━━━ The records

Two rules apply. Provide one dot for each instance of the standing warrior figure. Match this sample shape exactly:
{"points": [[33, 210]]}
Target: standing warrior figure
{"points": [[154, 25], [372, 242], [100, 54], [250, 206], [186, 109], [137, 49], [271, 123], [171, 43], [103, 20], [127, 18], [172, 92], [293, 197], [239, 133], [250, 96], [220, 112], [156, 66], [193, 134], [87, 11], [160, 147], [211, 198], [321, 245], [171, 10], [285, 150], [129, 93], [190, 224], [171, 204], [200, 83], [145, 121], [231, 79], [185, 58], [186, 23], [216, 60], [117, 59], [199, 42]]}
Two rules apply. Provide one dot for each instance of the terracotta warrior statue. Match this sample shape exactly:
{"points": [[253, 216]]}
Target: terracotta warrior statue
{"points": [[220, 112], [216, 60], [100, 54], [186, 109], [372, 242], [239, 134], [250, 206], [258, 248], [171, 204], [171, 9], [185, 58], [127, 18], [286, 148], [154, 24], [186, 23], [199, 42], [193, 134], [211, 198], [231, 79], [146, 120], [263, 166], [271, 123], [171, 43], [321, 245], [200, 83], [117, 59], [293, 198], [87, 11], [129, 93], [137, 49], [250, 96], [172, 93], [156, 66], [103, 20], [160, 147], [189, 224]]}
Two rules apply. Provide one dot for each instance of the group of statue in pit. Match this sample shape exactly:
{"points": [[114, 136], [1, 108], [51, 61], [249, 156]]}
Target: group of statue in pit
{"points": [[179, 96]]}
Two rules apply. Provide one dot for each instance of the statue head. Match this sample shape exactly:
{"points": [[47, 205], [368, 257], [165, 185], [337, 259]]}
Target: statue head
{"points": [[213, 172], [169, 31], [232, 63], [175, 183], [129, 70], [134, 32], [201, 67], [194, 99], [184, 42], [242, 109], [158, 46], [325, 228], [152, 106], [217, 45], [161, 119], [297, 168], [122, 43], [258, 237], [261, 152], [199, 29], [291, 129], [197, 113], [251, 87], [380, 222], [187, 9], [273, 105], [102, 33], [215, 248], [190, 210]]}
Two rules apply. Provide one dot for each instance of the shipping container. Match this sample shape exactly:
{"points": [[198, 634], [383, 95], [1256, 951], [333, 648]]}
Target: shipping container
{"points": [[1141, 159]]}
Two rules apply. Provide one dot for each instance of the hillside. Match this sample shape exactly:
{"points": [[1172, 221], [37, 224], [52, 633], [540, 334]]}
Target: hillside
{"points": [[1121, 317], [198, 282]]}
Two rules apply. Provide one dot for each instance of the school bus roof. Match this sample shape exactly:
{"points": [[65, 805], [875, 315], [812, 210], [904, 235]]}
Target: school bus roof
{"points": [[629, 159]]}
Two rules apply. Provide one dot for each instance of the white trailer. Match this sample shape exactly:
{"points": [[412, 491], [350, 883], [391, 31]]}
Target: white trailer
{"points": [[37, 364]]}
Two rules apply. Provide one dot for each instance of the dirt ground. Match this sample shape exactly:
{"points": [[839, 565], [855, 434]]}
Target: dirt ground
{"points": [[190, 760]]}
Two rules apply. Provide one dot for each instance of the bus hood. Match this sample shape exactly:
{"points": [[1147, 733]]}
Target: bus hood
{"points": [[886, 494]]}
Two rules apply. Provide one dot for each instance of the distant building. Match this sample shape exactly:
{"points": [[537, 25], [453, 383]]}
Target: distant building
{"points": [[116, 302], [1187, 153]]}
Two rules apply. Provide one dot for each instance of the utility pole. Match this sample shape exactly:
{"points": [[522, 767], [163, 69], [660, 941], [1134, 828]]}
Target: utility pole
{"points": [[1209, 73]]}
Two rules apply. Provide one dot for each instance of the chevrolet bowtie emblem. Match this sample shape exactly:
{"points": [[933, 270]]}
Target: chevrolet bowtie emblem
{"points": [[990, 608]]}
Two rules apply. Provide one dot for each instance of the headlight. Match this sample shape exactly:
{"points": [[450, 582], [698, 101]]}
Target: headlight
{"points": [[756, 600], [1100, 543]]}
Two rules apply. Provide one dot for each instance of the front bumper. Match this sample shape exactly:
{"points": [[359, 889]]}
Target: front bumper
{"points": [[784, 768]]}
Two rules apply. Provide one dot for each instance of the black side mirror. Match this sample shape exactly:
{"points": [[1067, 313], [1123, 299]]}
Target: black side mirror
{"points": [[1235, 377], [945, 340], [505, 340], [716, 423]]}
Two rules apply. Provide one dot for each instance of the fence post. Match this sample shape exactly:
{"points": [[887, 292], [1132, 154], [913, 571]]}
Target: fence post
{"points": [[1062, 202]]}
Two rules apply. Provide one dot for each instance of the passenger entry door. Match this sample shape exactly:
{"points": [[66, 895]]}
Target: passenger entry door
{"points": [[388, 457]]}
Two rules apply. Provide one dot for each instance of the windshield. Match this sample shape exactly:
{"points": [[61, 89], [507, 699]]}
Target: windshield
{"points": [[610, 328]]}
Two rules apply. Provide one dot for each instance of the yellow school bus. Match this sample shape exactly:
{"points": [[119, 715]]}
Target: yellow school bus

━━━━━━

What is being asked: Rewrite all of the entries, replacing "dot" with "point" everywhere it occurs and changing nothing else.

Written solution:
Two rules apply. Provide one point for each instance of the standing warrior figure. Match this sample shape exactly:
{"points": [[33, 210]]}
Target: standing warrior figure
{"points": [[154, 25], [372, 242], [100, 54], [250, 206], [186, 109], [137, 49], [271, 123], [171, 43], [103, 20], [127, 18], [172, 92], [293, 197], [239, 133], [250, 96], [220, 112], [156, 66], [193, 134], [87, 11], [160, 147], [211, 198], [321, 245], [171, 10], [285, 150], [129, 93], [190, 224], [171, 204], [200, 83], [145, 121], [231, 79], [185, 58], [186, 23], [216, 60], [117, 59], [199, 42]]}
Two rules apply. Provide one point for each instance of the terracotta warrior statue. Match this sample shape exactly:
{"points": [[253, 216]]}
Target: terracotta warrior statue
{"points": [[220, 112], [216, 60], [100, 54], [186, 109], [372, 242], [239, 134], [250, 206], [258, 248], [171, 204], [171, 9], [185, 58], [127, 18], [286, 148], [154, 24], [186, 23], [199, 42], [193, 134], [211, 198], [231, 79], [146, 120], [263, 166], [271, 123], [171, 43], [321, 245], [200, 83], [117, 59], [293, 198], [87, 11], [129, 93], [137, 49], [250, 96], [172, 93], [156, 66], [103, 20], [160, 147], [189, 224]]}
Two rules apply. Provide one point for each instance of the group of statue in pit. Match this sample shape exactly:
{"points": [[114, 136], [1, 108], [51, 61], [249, 156]]}
Target: group of statue in pit
{"points": [[179, 96]]}
Two rules apply. Provide one point for each instance of the statue head. Match this sample shape exactly:
{"points": [[47, 205], [368, 257], [165, 185], [337, 259]]}
Target: statue head
{"points": [[213, 172], [169, 31], [232, 63], [175, 183], [129, 70], [134, 32], [201, 67], [194, 99], [184, 42], [242, 109], [158, 46], [325, 228], [152, 106], [217, 45], [161, 119], [297, 168], [122, 43], [258, 237], [261, 152], [199, 29], [291, 129], [197, 113], [251, 87], [380, 222], [187, 9], [273, 105], [102, 33], [215, 248], [190, 210]]}
Two rules apply. Provide one point for each instance of the shipping container. Match this sample shape exactly:
{"points": [[198, 634], [383, 95], [1256, 951], [333, 648]]}
Target: shipping container
{"points": [[1141, 159]]}
Two rules apply. Provide one point for each instance of the hillside. Match this sample shape exactly:
{"points": [[1172, 221], [37, 224], [52, 633], [540, 334]]}
Target: hillside
{"points": [[1121, 317], [198, 282]]}
Two rules apply. Provide one point for each instance of the school bus roof. Match this sample shape exactly:
{"points": [[65, 805], [875, 315], [812, 210], [904, 235]]}
Target: school bus roof
{"points": [[629, 159]]}
Two rules apply. Provide one point for each instance of the white trailer. Match this sample shape exactly:
{"points": [[412, 491], [350, 883], [391, 31]]}
Target: white trailer
{"points": [[37, 364]]}
Two rules apply. Provide one point for each instance of the dirt ground. Match this sample shape exactly:
{"points": [[839, 565], [855, 434]]}
Target: dirt ground
{"points": [[190, 760]]}
Two rules apply. Provide one point for each instance of the bus hood. Match this sample shape exactly:
{"points": [[1147, 733]]}
Target: bus hood
{"points": [[886, 494]]}
Two rules apply. Provide one point for each instance of the distant building. Match this sample shape exactly:
{"points": [[537, 25], [453, 383]]}
Target: distant building
{"points": [[116, 302], [1187, 153]]}
Two rules apply. Provide one point for each instance of the utility pole. Match this sample shape exactly:
{"points": [[522, 767], [163, 69], [660, 941], [1134, 828]]}
Target: utility pole
{"points": [[1209, 73]]}
Two rules apply. Provide one point for each instance of the chevrolet bowtie emblem. Match this sample shape exactly:
{"points": [[933, 270]]}
Target: chevrolet bowtie emblem
{"points": [[990, 608]]}
Two rules apply. Provide one point for each instance of the headlight. Match this sample shape exactly:
{"points": [[450, 582], [698, 101]]}
Target: headlight
{"points": [[756, 600], [1100, 543]]}
Two rules apply. Provide one point for each instance of the front bumper. Match this sample shape exactly:
{"points": [[359, 889]]}
Target: front bumper
{"points": [[784, 768]]}
Two rules apply. Provide one point for each instance of the black side mirror. Match this sample shape exactly:
{"points": [[1067, 313], [1123, 299]]}
Target: black side mirror
{"points": [[1235, 377], [945, 340], [505, 340], [716, 423]]}
Two rules apply. Provide one point for each instance of the fence post. Match this sample shape exactly:
{"points": [[887, 292], [1132, 154], [913, 571]]}
Target: fence post
{"points": [[1062, 202]]}
Two rules apply. Provide one point for each instance of the passenger entry door. Match this sample shape exactly:
{"points": [[66, 895]]}
Target: passenger entry door
{"points": [[388, 457]]}
Two rules apply. Provide one point for each instance of the windshield. Match this sample shape exactly:
{"points": [[61, 89], [507, 699]]}
Target: windshield
{"points": [[610, 328]]}
Two rules apply. Provide one point for each instance of the yellow school bus. Match this sample shape exactly:
{"points": [[119, 715]]}
Target: yellow school bus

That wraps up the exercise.